#### Aim of the task:
Exactly as written, transcribe the data from its opening line through the line containing "# annotate each instance of the rocky outcrop". Leave every picture out.

[Saved entries]
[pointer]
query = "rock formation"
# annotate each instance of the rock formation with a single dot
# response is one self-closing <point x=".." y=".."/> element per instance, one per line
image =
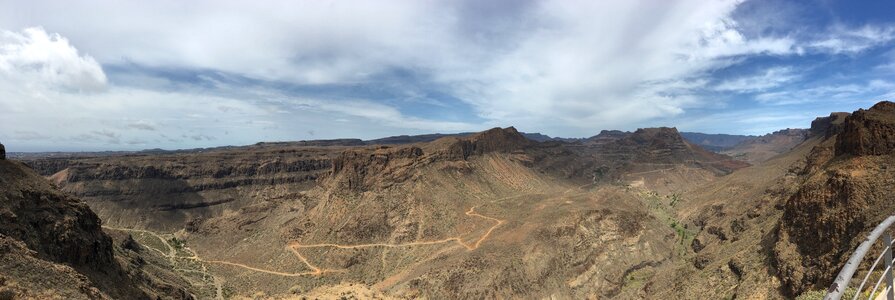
<point x="847" y="188"/>
<point x="43" y="227"/>
<point x="869" y="132"/>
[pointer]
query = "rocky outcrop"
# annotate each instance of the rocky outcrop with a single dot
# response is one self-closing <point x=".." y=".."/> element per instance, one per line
<point x="869" y="132"/>
<point x="492" y="140"/>
<point x="846" y="190"/>
<point x="770" y="145"/>
<point x="828" y="126"/>
<point x="63" y="230"/>
<point x="359" y="170"/>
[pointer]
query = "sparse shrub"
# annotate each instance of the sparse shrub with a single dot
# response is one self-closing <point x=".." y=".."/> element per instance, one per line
<point x="295" y="290"/>
<point x="819" y="294"/>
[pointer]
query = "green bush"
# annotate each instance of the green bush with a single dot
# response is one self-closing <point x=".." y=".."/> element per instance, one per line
<point x="819" y="294"/>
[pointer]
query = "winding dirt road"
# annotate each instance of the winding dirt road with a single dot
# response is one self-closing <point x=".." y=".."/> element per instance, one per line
<point x="294" y="247"/>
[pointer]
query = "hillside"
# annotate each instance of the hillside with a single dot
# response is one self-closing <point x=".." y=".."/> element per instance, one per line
<point x="52" y="247"/>
<point x="411" y="219"/>
<point x="715" y="142"/>
<point x="767" y="146"/>
<point x="495" y="214"/>
<point x="786" y="225"/>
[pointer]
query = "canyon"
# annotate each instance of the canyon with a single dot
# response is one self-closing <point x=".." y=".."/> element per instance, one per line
<point x="493" y="214"/>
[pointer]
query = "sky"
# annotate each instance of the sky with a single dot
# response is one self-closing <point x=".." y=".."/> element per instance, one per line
<point x="132" y="75"/>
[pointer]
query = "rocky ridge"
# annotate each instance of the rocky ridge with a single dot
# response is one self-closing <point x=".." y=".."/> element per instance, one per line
<point x="847" y="188"/>
<point x="44" y="228"/>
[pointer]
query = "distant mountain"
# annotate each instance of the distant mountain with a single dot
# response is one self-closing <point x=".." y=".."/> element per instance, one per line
<point x="410" y="139"/>
<point x="715" y="142"/>
<point x="762" y="148"/>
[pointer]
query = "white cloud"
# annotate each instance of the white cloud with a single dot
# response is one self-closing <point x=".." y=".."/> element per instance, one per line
<point x="770" y="78"/>
<point x="871" y="90"/>
<point x="843" y="40"/>
<point x="35" y="59"/>
<point x="560" y="67"/>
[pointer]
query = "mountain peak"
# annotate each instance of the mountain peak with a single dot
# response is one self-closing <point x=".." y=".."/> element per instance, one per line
<point x="869" y="132"/>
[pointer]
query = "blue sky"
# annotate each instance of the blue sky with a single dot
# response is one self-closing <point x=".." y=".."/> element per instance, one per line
<point x="118" y="75"/>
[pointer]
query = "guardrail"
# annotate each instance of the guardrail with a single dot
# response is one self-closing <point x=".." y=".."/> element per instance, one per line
<point x="848" y="270"/>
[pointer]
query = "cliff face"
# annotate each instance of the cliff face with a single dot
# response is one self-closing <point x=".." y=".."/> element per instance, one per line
<point x="359" y="170"/>
<point x="492" y="140"/>
<point x="846" y="190"/>
<point x="44" y="230"/>
<point x="180" y="187"/>
<point x="765" y="147"/>
<point x="60" y="228"/>
<point x="869" y="132"/>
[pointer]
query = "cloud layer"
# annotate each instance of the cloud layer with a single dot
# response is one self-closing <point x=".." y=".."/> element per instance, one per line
<point x="201" y="73"/>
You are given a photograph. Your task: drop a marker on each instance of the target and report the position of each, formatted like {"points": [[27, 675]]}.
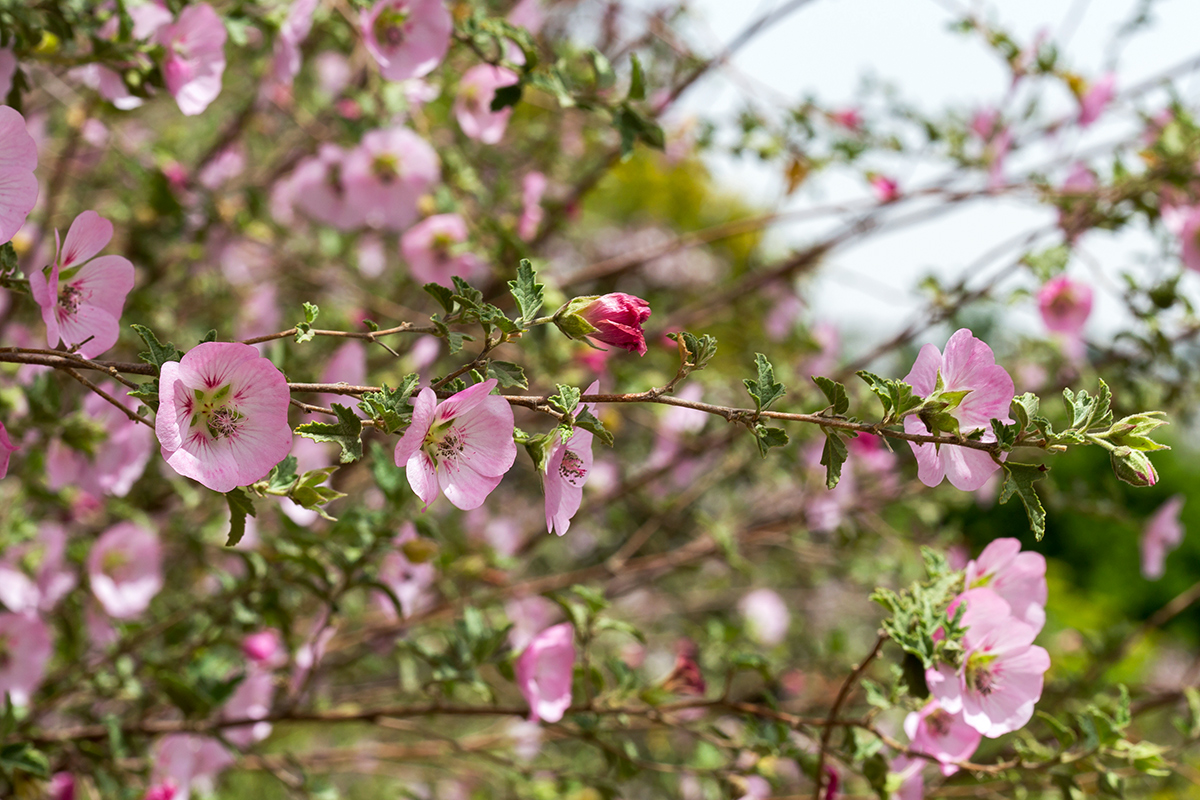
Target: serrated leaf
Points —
{"points": [[765, 390], [346, 432], [833, 456], [156, 353], [1019, 480], [565, 400], [834, 392], [508, 374], [588, 421], [527, 292], [768, 438], [240, 506], [636, 78]]}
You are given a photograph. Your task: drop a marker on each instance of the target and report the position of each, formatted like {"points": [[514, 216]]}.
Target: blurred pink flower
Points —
{"points": [[545, 672], [388, 173], [969, 366], [195, 61], [1002, 669], [618, 319], [767, 617], [408, 581], [1018, 577], [1097, 97], [223, 415], [1065, 305], [568, 464], [533, 186], [85, 306], [25, 648], [946, 737], [18, 160], [886, 188], [189, 762], [435, 251], [54, 579], [473, 103], [125, 569], [407, 37], [117, 462], [462, 445], [1163, 534], [6, 450]]}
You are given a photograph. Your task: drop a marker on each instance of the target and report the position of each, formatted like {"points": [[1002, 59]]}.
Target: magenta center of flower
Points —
{"points": [[573, 469], [215, 413], [981, 673]]}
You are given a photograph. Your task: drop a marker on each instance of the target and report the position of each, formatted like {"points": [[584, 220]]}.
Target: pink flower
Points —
{"points": [[408, 581], [18, 160], [533, 186], [18, 591], [886, 188], [1065, 305], [1163, 534], [1018, 577], [969, 366], [25, 648], [462, 445], [1002, 671], [263, 647], [568, 465], [114, 463], [545, 672], [767, 617], [195, 61], [189, 761], [388, 173], [407, 37], [83, 310], [941, 734], [473, 104], [1185, 223], [6, 450], [223, 415], [617, 318], [1097, 98], [125, 569], [433, 250]]}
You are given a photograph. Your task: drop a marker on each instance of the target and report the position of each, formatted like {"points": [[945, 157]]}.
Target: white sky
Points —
{"points": [[826, 48]]}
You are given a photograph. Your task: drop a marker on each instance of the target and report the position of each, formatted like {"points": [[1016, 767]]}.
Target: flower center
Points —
{"points": [[390, 26], [214, 410], [981, 674], [70, 298], [571, 469]]}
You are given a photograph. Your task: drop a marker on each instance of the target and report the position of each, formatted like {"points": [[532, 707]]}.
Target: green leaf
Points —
{"points": [[588, 421], [23, 757], [1019, 480], [565, 400], [156, 352], [390, 407], [833, 456], [768, 438], [508, 374], [834, 392], [527, 292], [346, 432], [240, 506], [765, 390], [507, 96], [636, 78]]}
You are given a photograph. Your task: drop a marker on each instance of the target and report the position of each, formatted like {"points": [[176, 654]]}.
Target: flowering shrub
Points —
{"points": [[328, 260]]}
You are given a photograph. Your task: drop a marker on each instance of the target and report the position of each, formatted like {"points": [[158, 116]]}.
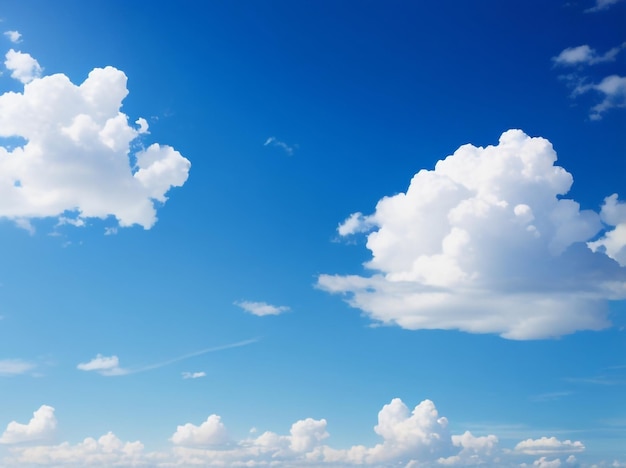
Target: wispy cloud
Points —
{"points": [[550, 396], [109, 366], [10, 367], [261, 308], [273, 141], [601, 5], [585, 55]]}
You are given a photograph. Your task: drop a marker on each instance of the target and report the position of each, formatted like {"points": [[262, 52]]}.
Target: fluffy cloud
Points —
{"points": [[108, 450], [410, 438], [41, 426], [10, 367], [210, 432], [77, 156], [103, 365], [23, 67], [487, 243], [548, 445], [261, 308], [613, 242], [14, 36], [585, 55]]}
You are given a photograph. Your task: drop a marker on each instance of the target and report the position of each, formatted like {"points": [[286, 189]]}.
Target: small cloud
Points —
{"points": [[143, 125], [355, 223], [548, 445], [40, 427], [550, 396], [103, 365], [613, 90], [23, 67], [261, 308], [273, 141], [14, 36], [10, 367], [210, 432], [585, 55], [601, 5]]}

#### Solution to this task:
[pointer]
query = "rock formation"
# annotate each instance of the rock formation with a single dot
# response is one self-closing <point x=".." y=".."/> element per instance, one per line
image =
<point x="847" y="188"/>
<point x="43" y="227"/>
<point x="869" y="132"/>
[pointer]
query = "rocky outcrop"
# annotate each instance of the rocky outcrop with a single dot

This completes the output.